Image annotation entries:
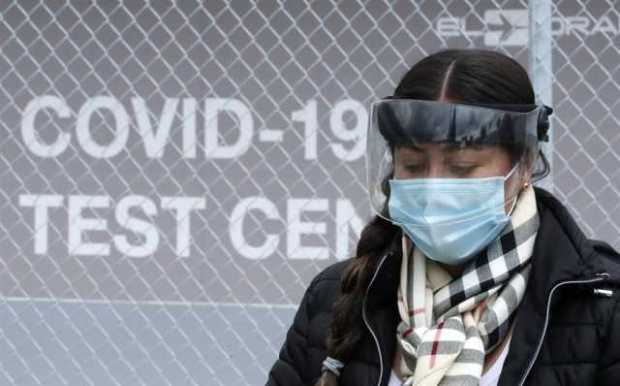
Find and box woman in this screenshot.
[267,50,620,386]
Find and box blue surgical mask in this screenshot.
[388,172,516,265]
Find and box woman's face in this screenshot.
[394,144,529,213]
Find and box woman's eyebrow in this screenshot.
[441,144,484,153]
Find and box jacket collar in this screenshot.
[498,188,619,386]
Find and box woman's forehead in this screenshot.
[395,142,506,155]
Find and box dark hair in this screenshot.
[316,49,548,386]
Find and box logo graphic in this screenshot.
[435,9,620,47]
[484,9,529,46]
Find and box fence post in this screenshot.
[528,0,553,190]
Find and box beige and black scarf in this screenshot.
[397,186,539,386]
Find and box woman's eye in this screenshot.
[405,164,424,173]
[450,165,478,176]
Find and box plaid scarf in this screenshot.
[397,187,539,386]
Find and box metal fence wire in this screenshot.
[0,0,620,386]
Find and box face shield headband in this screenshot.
[366,98,552,220]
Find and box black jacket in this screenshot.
[267,189,620,386]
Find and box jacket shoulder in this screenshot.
[589,240,620,286]
[307,258,353,313]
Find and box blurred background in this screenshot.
[0,0,620,385]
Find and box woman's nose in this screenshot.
[425,162,446,178]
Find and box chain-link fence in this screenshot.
[0,0,620,385]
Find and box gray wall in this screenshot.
[0,0,620,385]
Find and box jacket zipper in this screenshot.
[519,272,609,386]
[362,254,389,386]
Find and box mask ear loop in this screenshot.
[504,162,529,216]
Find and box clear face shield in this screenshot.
[366,99,551,226]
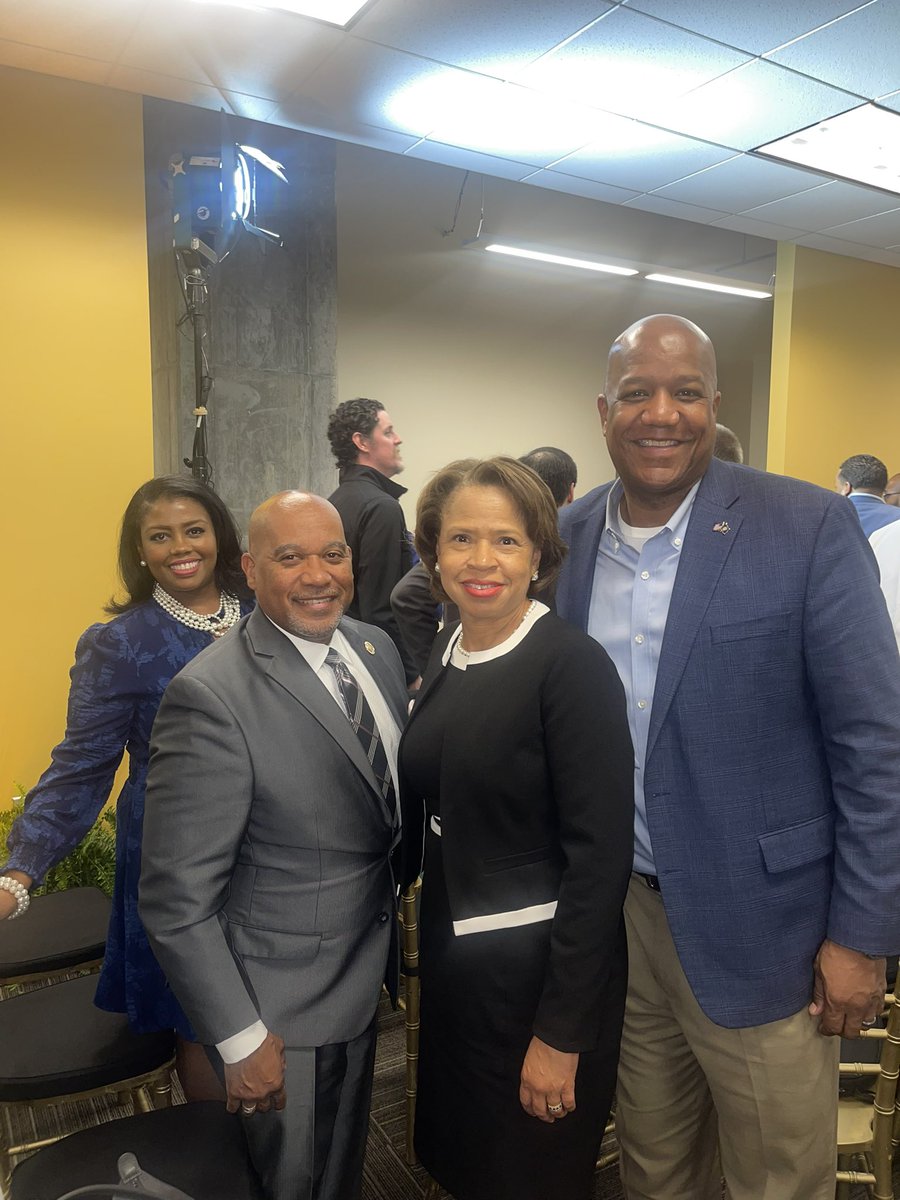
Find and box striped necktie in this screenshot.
[325,649,395,811]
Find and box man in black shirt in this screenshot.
[328,398,419,683]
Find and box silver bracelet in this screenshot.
[0,875,31,920]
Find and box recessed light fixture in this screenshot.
[193,0,368,26]
[644,271,772,300]
[756,104,900,193]
[485,241,640,275]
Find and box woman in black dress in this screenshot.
[401,458,634,1200]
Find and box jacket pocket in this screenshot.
[228,924,322,962]
[709,612,791,646]
[760,812,834,874]
[484,846,551,875]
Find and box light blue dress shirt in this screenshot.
[588,480,700,875]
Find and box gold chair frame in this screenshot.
[0,1056,175,1195]
[836,994,900,1200]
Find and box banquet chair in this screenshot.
[0,974,175,1189]
[0,888,110,988]
[10,1100,263,1200]
[836,994,900,1200]
[400,878,421,1166]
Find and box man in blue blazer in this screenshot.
[557,316,900,1200]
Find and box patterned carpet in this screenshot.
[0,989,900,1200]
[0,988,622,1200]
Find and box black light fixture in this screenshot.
[169,112,288,484]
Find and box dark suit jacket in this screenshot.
[557,460,900,1027]
[140,608,406,1046]
[329,463,419,683]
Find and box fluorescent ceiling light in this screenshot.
[188,0,368,25]
[644,272,772,300]
[757,104,900,193]
[485,241,638,275]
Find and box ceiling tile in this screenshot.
[713,215,806,241]
[646,60,859,150]
[298,38,500,137]
[797,233,900,266]
[0,41,109,84]
[625,196,727,224]
[629,0,863,54]
[522,170,636,204]
[406,139,534,180]
[878,91,900,113]
[119,0,342,101]
[0,0,148,59]
[269,96,420,154]
[822,209,900,248]
[744,182,900,229]
[553,114,734,192]
[352,0,613,79]
[108,66,243,112]
[654,155,823,212]
[517,8,749,124]
[770,0,900,100]
[300,40,619,167]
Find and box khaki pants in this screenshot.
[616,876,840,1200]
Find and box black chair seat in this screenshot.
[0,888,109,979]
[0,974,175,1103]
[12,1100,263,1200]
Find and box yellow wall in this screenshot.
[768,245,900,488]
[0,68,152,805]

### Description of the task:
Reproduce all of the entries above verbatim, line for line, with the picture lines omitted.

### Solution:
Find and box woman in this screenshot.
[267,50,620,386]
Find and box blue surgical mask in this screenshot.
[388,172,516,265]
Find and box woman's face in this screenshot.
[394,144,529,213]
Find and box woman's eyebrow in this screenshot.
[441,144,484,153]
Find and box jacket collar in this screenshot.
[498,188,619,386]
Find and box woman's forehead in this screenshot.
[395,142,506,155]
Find and box dark hair in this screenshot.
[316,49,548,386]
Find and box logo graphic in this screenshot.
[435,9,620,47]
[484,9,529,46]
Find and box fence post in this screenshot.
[528,0,553,190]
Find and box beige and black scarf in this screenshot.
[397,186,539,386]
Find and box woman's eye in this screenshot.
[405,164,424,173]
[450,165,478,176]
Find and box plaid scarf in this screenshot.
[397,187,539,386]
Find and box metal fence wire in this screenshot.
[0,0,620,386]
Find and box face shield headband in this screenshot.
[366,98,552,220]
Find and box black jacket in this screenshot.
[267,189,620,386]
Find and box jacket shoulder in this screenshot.
[589,240,620,286]
[307,258,353,313]
Find and box blurred background in this screenshot.
[0,0,620,385]
Find and box woman's nose in this screenshot.
[425,162,446,178]
Find and box chain-link fence in this screenshot.
[0,0,620,385]
Find and box gray wall in this screenshot.
[0,0,620,385]
Find and box jacket zipper in this screenshot.
[519,272,609,386]
[362,254,389,386]
Find and box mask ear loop in this screenshot.
[504,162,529,216]
Find and box clear face shield in this screenshot.
[366,99,551,226]
Find and box striped necktie in this screenshot.
[325,649,395,811]
Find and box man in black shirt in this screenshot.
[328,398,419,683]
Find and box silver bracelet in this screenshot.
[0,875,31,920]
Find and box recessed light fixture in this screenshot.
[193,0,368,26]
[644,271,772,300]
[756,104,900,193]
[485,241,640,275]
Find and box woman in black dress in this screenshot.
[401,458,634,1200]
Find and box jacket pocket in this screenshot.
[228,924,322,962]
[709,612,791,646]
[760,812,834,874]
[484,846,551,875]
Find and box light blue dress shirt in this screenshot.
[588,480,700,875]
Find and box gold chair frame in this screenshot.
[0,1056,175,1195]
[836,994,900,1200]
Find and box banquet chair in this screenshot.
[0,974,175,1189]
[0,888,110,988]
[10,1100,263,1200]
[836,994,900,1200]
[400,878,421,1166]
Find and box man in blue blazer in this screenshot.
[557,316,900,1200]
Find and box patterned carpet in this screenshot.
[0,989,900,1200]
[0,988,622,1200]
Find and box black light fixture in this screenshot.
[169,112,288,484]
Find and box dark suit jacket in this screenshot.
[557,460,900,1027]
[140,608,406,1046]
[329,463,419,683]
Find and box fluorescent ceiling light in this screenshot.
[188,0,368,25]
[644,272,772,300]
[757,104,900,193]
[485,241,638,275]
Find and box ceiling tile in this screenshot.
[713,215,806,241]
[646,60,859,150]
[298,38,500,137]
[797,233,900,266]
[0,41,109,84]
[625,196,727,224]
[629,0,863,54]
[522,170,636,204]
[406,139,534,180]
[878,91,900,113]
[119,0,342,101]
[0,0,148,59]
[269,96,420,154]
[822,209,900,248]
[744,182,900,229]
[553,114,734,192]
[352,0,613,79]
[108,66,243,112]
[654,155,823,212]
[517,8,749,124]
[770,0,900,100]
[300,40,619,167]
Find and box khaki pants in this screenshot.
[616,876,840,1200]
Find and box black chair seat in this screenshot.
[0,888,109,979]
[0,974,175,1103]
[12,1100,263,1200]
Find and box yellow wall in this screenshot.
[768,245,900,488]
[0,68,152,805]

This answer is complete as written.